== DOCUMENT EXTRACT ==
Updated: Mar 18, 2019

by Julian Langer

"Christmas trees are Man-as-God triumphing over nature..."

No One Likes a Grinch

When I first started thinking about what to write for this collection on “Farewell Earth”, I was sat on a bus, feeling mildly disgusted by the Christmas lights that are currently hanging in the spaces between the shops and streets. Sure, they’re pretty and I know no one likes a Grinch - not really true, though that is what they say - but given the situation we are in, giant trees hanging 15ft in the air, made out of more tiny lights than were ever necessary, just seems insincere.

But that’s Christmas isn’t it? Insincerity is all around us … or is that joy ? Honestly I don’t know at this point. A pagan festival adopted by those who sought to eradicate paganism and earth-centred-philosophy. Sure, we romanticise the Christmas tree and the snow, but all of that wildness appears only as the background to all that it really values - the rise of Christendom-as-civilisation.

Whether it is found in the corner of the main room of the house or is hanging above a high street, a Christmas tree signifies Man-kind tearing what is wild from the earth it once was a part of. This is Man-as-God triumphing over “nature”, as civilisation Being-in/Being-as the winter, rather than merely surviving it.

The tradition of Christmas trees, whilst having historical roots in pagan practices that were co-opted by Christendom, owes it’s origins to 19th century nobility. During the heights of European colonialism and the Industrial Revolution (the early years – it hasn’t really “finished”), the tree became an image of (European-colonialist and industrialist) Man-kinds triumph over the cold of winter/nature. Christmas trees function as propaganda for the ideology of meliorist progress – an ideology which very much totalises the space we now live in, as it is one that is entirely totalitarian.

As progress over winter, as Being-not-in/as has distanced us perceptually and bodily from “nature”, the image of the living-world looms ominously in the background, like a spectre whose physicality is being repressed and denied. Equally, nature looms over us in the background, as climate change and depleting “resources” threaten all potential “futures”.

There are those who preach hope and shiny optimism, like Christmas trees hanging above us all. But winter is coming( and winter is here). No matter how many walls get built!

The world of politics – the affairs of the city/urbanism/agrarianism – is one of building walls, in order to form bounded spaces of exteriors and interiors.

Winter is Coming

Tyrion Lannister stated in A Song of Ice and Fire “[w]hy is it that when one man builds a wall, the next man immediately needs to know what’s on the other side?” The answer of course is obvious: walls either keep out the death (that is life), which is the wild freedom we feel instinctually drawn to in moments of authentic desire.

This is called death-drive by Freud, will-to-power by Nietzsche and Being-toward-death by Heidegger. Walls are build to preserve cities, which keep life and death at as far a distance as possible.

In Game of Thrones/A Song of Ice and Fire, a great wall keeps the land of Westeros (white European-style civilisation) “safe” from the “wildlings” (non-urbanised communities); the monsters that live behind it (non-domesticated animals, giants and other “magical” creatures) and winter (the shit-fuck-ton load of snow behind that wall).

== SUPPLIED INFORMATION ==
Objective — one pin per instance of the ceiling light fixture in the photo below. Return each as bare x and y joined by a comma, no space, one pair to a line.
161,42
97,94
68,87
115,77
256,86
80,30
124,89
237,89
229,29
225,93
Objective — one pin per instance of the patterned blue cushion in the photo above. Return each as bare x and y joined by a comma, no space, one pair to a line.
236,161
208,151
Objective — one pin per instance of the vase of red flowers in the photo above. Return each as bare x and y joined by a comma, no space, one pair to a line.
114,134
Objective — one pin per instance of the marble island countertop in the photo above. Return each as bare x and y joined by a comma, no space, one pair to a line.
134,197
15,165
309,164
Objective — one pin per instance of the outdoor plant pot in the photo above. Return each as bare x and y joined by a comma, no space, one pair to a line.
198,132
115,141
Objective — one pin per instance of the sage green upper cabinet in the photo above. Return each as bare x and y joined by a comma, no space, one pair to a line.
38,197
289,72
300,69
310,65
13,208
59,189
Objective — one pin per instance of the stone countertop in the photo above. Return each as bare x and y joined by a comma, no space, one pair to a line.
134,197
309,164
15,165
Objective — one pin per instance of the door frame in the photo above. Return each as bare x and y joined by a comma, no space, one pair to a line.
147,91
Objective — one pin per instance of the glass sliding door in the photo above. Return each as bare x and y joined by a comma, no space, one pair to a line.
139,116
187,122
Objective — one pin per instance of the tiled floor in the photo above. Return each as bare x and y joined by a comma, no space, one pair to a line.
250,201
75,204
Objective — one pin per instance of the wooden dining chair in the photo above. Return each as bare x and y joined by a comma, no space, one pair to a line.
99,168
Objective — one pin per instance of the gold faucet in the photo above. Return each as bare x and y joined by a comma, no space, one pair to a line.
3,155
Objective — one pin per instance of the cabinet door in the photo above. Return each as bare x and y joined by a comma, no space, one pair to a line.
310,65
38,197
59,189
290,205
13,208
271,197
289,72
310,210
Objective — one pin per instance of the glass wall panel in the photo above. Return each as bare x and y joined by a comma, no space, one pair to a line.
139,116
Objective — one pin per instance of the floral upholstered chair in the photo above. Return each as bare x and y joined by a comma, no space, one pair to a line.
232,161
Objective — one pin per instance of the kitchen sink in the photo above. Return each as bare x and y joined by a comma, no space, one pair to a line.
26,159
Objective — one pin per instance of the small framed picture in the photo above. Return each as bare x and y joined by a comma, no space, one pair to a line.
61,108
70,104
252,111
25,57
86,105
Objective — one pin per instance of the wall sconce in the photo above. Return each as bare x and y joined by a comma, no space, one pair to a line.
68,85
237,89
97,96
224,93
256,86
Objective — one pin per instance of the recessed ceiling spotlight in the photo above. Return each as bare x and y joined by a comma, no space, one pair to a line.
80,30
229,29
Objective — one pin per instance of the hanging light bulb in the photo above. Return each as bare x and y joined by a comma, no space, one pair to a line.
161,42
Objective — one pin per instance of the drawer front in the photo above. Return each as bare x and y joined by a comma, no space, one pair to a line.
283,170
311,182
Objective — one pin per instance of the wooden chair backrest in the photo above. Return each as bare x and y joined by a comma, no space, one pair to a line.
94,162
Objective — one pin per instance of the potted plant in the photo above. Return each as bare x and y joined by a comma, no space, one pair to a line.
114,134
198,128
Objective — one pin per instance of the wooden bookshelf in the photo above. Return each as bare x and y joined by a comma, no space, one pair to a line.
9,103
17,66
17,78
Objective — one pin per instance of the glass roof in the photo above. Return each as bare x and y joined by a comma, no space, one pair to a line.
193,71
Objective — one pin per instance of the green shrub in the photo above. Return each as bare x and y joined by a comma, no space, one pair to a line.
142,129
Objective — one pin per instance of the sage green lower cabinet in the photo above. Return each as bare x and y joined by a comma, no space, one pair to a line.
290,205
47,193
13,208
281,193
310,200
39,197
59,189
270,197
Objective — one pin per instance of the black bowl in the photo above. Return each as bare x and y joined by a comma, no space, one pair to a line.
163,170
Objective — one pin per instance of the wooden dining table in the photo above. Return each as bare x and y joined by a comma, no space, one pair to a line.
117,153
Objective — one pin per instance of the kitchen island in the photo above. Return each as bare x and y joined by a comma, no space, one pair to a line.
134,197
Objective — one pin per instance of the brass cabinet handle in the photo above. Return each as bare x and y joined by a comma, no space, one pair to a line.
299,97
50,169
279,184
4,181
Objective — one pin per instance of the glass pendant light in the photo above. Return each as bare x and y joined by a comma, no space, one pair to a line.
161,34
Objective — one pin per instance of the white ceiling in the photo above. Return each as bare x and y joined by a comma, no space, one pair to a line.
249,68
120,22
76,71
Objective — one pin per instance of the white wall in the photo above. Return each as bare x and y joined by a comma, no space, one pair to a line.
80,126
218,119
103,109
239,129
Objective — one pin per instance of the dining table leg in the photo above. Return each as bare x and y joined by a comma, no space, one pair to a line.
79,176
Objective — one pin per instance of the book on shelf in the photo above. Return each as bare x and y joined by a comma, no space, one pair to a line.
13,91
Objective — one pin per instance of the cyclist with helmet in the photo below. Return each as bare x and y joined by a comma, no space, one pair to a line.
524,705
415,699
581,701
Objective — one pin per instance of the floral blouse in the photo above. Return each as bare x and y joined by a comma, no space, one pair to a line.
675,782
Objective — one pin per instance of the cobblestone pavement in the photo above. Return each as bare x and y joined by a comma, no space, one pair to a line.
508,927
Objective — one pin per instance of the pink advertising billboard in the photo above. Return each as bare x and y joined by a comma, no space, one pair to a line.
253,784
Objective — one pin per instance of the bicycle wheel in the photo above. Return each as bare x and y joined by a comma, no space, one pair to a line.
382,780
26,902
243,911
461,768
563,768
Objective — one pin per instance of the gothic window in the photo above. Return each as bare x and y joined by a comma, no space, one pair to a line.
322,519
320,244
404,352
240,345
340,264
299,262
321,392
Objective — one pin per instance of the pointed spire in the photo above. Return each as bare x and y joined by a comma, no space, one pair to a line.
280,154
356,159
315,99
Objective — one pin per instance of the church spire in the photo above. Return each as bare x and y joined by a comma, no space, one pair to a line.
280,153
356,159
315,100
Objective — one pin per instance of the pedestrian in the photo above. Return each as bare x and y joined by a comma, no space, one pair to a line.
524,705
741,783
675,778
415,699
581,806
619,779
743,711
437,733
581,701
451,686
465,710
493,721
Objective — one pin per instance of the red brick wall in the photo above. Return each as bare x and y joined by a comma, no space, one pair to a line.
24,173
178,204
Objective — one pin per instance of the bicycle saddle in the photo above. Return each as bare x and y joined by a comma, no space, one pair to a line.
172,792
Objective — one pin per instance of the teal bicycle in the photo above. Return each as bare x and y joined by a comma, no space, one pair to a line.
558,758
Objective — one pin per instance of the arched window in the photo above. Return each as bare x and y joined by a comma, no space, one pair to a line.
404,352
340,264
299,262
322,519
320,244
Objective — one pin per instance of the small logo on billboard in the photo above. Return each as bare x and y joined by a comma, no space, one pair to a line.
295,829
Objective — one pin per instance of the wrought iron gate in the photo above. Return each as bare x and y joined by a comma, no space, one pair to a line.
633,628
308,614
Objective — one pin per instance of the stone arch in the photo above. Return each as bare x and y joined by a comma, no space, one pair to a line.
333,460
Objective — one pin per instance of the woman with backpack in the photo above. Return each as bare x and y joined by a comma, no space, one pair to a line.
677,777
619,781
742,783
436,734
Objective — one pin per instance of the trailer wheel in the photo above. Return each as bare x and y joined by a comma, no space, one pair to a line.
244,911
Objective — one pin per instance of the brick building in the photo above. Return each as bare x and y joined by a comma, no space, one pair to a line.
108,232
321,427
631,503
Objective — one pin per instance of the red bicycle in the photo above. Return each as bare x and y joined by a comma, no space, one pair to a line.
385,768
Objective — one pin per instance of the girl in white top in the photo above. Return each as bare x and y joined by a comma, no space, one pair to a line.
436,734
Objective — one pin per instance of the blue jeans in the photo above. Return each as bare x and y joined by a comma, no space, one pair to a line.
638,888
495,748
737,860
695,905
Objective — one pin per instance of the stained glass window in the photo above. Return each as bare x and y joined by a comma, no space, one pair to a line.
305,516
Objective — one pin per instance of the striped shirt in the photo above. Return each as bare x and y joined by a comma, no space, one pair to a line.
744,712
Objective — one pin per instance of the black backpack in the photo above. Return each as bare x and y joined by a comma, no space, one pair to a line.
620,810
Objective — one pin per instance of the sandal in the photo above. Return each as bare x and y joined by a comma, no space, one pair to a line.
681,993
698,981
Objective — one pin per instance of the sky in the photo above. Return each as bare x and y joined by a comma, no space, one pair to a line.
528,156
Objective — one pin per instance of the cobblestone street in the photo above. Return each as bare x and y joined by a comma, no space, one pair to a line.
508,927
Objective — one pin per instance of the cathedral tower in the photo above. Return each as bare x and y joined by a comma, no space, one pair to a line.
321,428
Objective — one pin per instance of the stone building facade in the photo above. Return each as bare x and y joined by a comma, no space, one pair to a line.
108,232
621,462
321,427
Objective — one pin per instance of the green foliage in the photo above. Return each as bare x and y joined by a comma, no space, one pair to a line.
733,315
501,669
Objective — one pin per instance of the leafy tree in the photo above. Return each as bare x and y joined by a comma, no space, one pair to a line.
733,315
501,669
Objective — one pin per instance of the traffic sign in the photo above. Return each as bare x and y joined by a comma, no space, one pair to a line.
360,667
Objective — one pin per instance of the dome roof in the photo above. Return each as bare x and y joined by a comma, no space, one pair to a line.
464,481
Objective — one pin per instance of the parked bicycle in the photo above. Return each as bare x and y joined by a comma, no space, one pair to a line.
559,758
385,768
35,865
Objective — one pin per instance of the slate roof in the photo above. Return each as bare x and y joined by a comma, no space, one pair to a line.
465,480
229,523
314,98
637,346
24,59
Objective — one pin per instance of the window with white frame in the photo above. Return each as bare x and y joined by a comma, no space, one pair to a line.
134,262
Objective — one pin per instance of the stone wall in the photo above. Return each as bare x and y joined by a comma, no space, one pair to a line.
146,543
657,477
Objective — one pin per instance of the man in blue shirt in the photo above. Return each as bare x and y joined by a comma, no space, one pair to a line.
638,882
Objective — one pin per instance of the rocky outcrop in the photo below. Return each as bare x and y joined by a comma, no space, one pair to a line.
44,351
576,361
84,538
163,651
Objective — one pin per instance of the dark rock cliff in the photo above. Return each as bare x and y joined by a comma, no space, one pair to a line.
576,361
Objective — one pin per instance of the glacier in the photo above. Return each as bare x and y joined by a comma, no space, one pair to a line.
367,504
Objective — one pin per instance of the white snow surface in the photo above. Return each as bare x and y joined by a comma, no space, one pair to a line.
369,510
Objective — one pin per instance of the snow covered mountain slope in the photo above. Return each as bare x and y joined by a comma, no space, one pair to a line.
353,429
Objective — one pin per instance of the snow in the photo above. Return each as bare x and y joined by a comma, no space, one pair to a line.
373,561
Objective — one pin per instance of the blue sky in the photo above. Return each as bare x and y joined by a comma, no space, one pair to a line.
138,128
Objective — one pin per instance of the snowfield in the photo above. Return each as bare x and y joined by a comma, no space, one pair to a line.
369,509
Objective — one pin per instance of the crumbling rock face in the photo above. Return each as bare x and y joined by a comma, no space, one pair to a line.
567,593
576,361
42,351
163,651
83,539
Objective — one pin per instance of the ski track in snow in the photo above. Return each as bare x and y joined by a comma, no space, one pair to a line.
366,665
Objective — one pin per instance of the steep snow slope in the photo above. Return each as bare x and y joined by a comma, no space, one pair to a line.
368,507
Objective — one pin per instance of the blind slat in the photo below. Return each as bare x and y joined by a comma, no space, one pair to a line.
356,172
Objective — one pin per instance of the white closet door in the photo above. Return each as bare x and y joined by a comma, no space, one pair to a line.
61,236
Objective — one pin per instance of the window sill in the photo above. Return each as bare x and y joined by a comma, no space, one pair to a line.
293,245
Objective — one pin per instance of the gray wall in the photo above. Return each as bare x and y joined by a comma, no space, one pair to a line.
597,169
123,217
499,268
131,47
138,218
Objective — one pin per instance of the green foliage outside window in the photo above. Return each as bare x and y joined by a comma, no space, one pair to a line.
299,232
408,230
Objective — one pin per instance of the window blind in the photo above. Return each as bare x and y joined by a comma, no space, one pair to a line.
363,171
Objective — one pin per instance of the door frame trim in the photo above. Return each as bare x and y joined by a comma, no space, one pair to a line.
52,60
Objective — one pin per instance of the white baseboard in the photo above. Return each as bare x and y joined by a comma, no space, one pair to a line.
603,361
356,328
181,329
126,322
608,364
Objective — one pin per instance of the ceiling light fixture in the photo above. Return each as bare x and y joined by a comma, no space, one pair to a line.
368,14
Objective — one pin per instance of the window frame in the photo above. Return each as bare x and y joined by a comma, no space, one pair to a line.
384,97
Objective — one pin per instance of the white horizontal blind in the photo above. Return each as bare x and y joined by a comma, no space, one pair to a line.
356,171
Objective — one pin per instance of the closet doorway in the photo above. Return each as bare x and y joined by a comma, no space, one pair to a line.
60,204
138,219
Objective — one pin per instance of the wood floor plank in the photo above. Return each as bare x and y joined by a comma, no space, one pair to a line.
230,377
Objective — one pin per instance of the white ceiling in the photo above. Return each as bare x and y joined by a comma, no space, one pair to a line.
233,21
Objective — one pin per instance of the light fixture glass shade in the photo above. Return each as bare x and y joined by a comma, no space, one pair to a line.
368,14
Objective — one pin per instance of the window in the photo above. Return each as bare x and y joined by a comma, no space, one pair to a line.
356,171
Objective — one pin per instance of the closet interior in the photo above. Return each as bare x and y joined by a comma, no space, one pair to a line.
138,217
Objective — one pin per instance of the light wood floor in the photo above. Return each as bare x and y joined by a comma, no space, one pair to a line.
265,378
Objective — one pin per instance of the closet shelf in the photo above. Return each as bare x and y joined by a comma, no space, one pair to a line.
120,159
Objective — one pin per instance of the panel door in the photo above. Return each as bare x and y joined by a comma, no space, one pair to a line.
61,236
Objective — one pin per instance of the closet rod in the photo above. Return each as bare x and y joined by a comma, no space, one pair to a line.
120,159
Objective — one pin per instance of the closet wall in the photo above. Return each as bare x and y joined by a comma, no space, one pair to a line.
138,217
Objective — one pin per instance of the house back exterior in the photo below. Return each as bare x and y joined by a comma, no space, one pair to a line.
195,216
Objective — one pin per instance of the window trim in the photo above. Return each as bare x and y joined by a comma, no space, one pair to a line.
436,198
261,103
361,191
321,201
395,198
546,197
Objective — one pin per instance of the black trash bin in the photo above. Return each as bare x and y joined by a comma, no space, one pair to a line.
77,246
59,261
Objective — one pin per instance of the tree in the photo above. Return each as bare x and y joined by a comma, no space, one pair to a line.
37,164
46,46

== SET OF TASKS ==
(1) Translate this sentence from the essay on Christmas trees into French: "The world of politics – the affairs of the city/urbanism/agrarianism – is one of building walls, in order to form bounded spaces of exteriors and interiors."
(2) List every line of the records that contains the word "foliage", treating case as significant.
The text and the records are unrelated to each other.

== FULL ANSWERS ==
(1) Le monde de la politique – les affaires de la cité/l'urbanisme/l'agrarisme – est celui de la construction de murs, afin de former des espaces délimités d'extérieurs et d'intérieurs.

(2)
Objective — one pin per instance of the green foliage in the photo above. Return each as bare x and y joined by a comma, no space, one pair to a line.
Objective — one pin per instance of the green foliage outside window in the photo above. Return each as bare x and y joined by a comma, no space, one pair to a line.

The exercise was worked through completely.